_PROMPT_
Go through the listing below. Copy each line that has the string "above".

==============================

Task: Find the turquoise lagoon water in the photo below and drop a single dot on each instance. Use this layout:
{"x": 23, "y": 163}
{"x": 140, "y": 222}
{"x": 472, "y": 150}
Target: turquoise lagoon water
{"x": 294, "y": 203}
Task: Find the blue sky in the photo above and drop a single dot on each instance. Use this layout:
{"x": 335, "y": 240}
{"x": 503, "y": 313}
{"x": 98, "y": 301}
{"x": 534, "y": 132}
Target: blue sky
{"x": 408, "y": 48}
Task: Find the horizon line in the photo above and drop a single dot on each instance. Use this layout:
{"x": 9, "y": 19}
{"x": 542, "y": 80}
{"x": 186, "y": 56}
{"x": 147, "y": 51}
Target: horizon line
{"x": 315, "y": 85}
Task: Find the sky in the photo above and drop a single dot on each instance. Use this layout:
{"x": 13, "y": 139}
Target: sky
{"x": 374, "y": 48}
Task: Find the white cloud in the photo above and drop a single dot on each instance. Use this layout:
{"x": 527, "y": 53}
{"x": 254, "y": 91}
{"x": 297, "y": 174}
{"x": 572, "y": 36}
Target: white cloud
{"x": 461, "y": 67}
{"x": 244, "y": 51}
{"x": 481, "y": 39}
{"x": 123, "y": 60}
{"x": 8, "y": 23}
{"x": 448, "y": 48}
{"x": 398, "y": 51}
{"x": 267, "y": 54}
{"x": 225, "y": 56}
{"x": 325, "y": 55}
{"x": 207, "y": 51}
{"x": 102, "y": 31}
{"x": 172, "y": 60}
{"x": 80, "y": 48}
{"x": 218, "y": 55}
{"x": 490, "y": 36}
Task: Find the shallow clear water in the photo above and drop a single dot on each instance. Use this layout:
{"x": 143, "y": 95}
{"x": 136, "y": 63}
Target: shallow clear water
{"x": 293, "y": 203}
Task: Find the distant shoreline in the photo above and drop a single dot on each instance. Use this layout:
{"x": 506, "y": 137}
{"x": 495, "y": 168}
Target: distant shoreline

==============================

_RESULT_
Task: Find the blue sky in the photo above and drop a single dot on each instance. Use this layout:
Task: Find the horizon line in the photo above and drop a single dot on each instance. Use this layout:
Task: Find the sky in the photo above and drop a single dot on each instance. Use this layout:
Task: Find the white cloud in the photo above and drop a single dot on each instance. Use this layout:
Task: Find the shallow clear water in the photo above and drop a single dot on each instance. Use this layout:
Task: Find the distant shoreline in the photo above and drop a single dot on each instance. Use this layout:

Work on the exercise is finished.